● Brief
Copy every one of the following entries, keeping each line identical to how it appears.

● Input data

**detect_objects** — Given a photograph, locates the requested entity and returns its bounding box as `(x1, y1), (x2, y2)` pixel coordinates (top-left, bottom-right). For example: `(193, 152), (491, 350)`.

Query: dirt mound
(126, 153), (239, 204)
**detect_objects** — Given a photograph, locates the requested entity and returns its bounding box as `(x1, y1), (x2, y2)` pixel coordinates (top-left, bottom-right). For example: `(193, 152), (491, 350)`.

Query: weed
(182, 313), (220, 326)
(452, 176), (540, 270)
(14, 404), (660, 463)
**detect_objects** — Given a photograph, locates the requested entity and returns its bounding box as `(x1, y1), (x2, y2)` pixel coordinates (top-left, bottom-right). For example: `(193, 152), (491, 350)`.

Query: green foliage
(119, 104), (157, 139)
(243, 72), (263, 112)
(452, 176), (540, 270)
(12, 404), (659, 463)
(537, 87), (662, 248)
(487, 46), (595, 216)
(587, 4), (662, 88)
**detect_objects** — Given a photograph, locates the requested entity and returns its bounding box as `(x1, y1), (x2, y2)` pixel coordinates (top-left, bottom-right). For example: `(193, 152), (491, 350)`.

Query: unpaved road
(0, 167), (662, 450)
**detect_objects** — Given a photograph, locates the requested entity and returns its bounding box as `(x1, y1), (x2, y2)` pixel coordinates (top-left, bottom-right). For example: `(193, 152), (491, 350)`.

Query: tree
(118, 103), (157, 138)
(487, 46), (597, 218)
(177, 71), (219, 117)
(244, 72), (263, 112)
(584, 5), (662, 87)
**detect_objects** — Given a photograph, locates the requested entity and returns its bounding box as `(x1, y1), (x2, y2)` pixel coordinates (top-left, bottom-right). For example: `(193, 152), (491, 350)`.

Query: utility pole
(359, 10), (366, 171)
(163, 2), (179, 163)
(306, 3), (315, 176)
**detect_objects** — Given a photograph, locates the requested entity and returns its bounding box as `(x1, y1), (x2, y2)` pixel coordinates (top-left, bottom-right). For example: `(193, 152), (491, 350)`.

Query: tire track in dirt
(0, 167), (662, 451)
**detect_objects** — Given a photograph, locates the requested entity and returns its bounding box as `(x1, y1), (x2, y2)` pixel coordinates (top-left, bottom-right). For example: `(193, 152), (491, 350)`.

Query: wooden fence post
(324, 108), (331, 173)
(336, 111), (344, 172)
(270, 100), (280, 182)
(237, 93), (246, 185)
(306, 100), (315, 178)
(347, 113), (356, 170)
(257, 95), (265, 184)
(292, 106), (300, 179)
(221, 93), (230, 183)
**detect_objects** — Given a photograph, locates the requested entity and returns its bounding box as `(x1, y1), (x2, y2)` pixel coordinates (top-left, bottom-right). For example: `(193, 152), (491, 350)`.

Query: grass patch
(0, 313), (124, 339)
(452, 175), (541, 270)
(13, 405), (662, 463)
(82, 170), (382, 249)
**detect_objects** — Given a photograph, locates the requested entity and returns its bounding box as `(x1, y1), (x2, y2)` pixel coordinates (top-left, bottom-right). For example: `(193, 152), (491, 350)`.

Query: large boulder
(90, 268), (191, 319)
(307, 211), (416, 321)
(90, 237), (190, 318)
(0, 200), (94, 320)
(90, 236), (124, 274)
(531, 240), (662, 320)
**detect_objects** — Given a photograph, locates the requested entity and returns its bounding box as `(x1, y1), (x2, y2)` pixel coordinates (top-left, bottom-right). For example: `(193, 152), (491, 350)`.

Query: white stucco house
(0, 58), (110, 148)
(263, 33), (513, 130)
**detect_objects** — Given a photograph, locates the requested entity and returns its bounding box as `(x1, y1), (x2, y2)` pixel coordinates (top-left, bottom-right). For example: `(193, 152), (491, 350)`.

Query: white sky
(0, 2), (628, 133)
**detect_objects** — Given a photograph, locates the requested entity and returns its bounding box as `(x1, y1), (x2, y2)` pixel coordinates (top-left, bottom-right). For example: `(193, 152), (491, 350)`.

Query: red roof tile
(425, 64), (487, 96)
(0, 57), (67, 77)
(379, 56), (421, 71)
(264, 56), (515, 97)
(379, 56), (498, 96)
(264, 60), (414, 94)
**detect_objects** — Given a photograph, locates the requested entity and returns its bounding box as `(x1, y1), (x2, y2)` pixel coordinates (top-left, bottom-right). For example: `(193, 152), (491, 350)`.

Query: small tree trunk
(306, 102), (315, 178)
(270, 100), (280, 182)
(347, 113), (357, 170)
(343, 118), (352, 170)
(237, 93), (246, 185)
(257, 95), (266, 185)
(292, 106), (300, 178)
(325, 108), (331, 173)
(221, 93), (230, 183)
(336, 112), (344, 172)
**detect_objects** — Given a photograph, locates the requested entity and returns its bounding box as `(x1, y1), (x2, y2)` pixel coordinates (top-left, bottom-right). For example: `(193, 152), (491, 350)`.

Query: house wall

● Solved problem
**detect_objects** — Given a photograph, locates the requested entity and returns its bounding box as `(x1, y1), (x2, y2)` pixel coordinates (top-left, bottom-right). For example: `(193, 152), (491, 350)`.

Query: dirt mound
(126, 153), (239, 204)
**detect_objects** — Given a photograph, locates the requested entity and returns its bounding box as `(x1, y1), (x2, y2)` pixel coordinates (top-left, bottom-right). For example: `(193, 152), (491, 350)`.

Query: weed
(182, 313), (220, 326)
(452, 176), (540, 270)
(14, 404), (660, 463)
**detect_objects** — Given a photograph, locates the requested entity and returns its bounding box as `(x1, y1), (x2, y2)` pixel coordinates (top-left, bottom-right). For example: `(193, 152), (491, 350)`.

Query: green foliage
(119, 104), (157, 139)
(243, 72), (263, 112)
(452, 176), (540, 270)
(12, 404), (659, 463)
(537, 87), (662, 248)
(487, 46), (595, 216)
(587, 4), (662, 88)
**detect_objects** — Given a photograph, locates the requested entity and returns its bounding box as `(x1, y1), (x2, y2)` pixel coordinates (top-left, bottom-right). For example: `(193, 152), (491, 350)`.

Query: unpaved road
(0, 167), (662, 450)
**detect_objects** — Given a photograph, locates the requested entity and returns its bounding box as `(x1, y1), (x2, y2)` pixel coordinates (top-left, bottom-right). For example: `(193, 152), (491, 350)`.

Query: tree
(118, 103), (157, 138)
(487, 46), (597, 218)
(177, 71), (219, 117)
(244, 72), (263, 112)
(584, 5), (662, 87)
**detect_objects** — Given a photograph, locates the requested entity and returns its bounding box as `(x1, y1), (x2, y2)` pixel coordinates (top-left, bottom-right). For example: `(193, 152), (491, 350)`.

Query: utility pole
(359, 10), (366, 171)
(163, 2), (179, 163)
(306, 3), (315, 176)
**detect_objects** — Given a photograph, locates the requested entity and returns its bounding box as `(x1, y1), (x2, y2)` pixel coordinates (top-left, bottom-right). For example: `(193, 152), (491, 350)`.

Query: tire track in dirt
(0, 167), (662, 451)
**detect_objects** — Given a photograph, locates the requested entity and returns its bounding box as `(x1, y1), (x2, y2)` pixel coordinates (top-left, bottom-right). For example: `(193, 152), (491, 350)`.

Query: wooden fence post
(324, 108), (331, 173)
(336, 111), (344, 172)
(270, 100), (280, 182)
(237, 93), (246, 185)
(306, 100), (315, 178)
(347, 113), (356, 170)
(257, 95), (265, 184)
(292, 106), (300, 179)
(221, 93), (230, 183)
**detect_objects** — Given a photograph, locates the requested entity and returns its bounding box as `(x1, y1), (x2, y2)` pixel coordinates (top-left, bottom-right). For example: `(193, 152), (491, 350)`.

Query: grass patch
(0, 313), (124, 339)
(452, 175), (541, 270)
(13, 405), (662, 463)
(82, 170), (382, 249)
**detect_objects** — Given a photograph, locates the requested entity and returns its bounding box as `(x1, y1), (x2, y2)` pixel coordinates (top-left, bottom-right). For example: `(193, 152), (491, 350)`.

Query: large boulder
(90, 268), (191, 319)
(307, 211), (416, 321)
(90, 237), (190, 318)
(0, 200), (94, 320)
(90, 236), (124, 274)
(531, 240), (662, 320)
**detect_objects** — Given a photograph, locates the requested entity and returns its bounding box as `(x1, y1), (x2, y2)` pixel coordinates (top-left, bottom-right). For example: `(193, 152), (491, 350)`.

Query: white stucco house
(0, 58), (110, 148)
(263, 33), (513, 130)
**detect_objects** — Given a photograph, locates the requested entity and returns its bounding box as `(x1, y1), (x2, y2)` pixel coordinates (top-left, bottom-right). For example: `(193, 152), (491, 350)`.

Query: white sky
(0, 2), (628, 133)
**detect_objects** — Given a photograph, locates the requested entity and returns its bounding box as `(x1, y1), (x2, y2)` pixel coordinates (top-left, bottom-right). For example: `(193, 152), (491, 350)`.

Query: red roof tile
(425, 64), (487, 96)
(0, 57), (67, 77)
(379, 56), (421, 71)
(264, 56), (515, 97)
(379, 56), (498, 96)
(264, 60), (414, 94)
**detect_objects** — Given a photograph, locates the requested entity and returns its bounding box as `(x1, y1), (x2, y2)` pixel coordinates (top-left, bottom-right). For example: `(193, 152), (491, 350)`.

Query: small tree trunk
(306, 102), (315, 178)
(270, 100), (280, 182)
(347, 113), (357, 170)
(343, 118), (352, 170)
(237, 93), (246, 185)
(257, 95), (266, 185)
(292, 106), (300, 178)
(325, 108), (331, 173)
(221, 93), (230, 183)
(336, 112), (344, 172)
**detect_objects** — Given a photograph, locates the requested entity and returns its bounding box as `(x1, y1), (x2, y2)` pixel coordinates (top-left, bottom-right). For example: `(193, 152), (491, 350)`.

Query: house wall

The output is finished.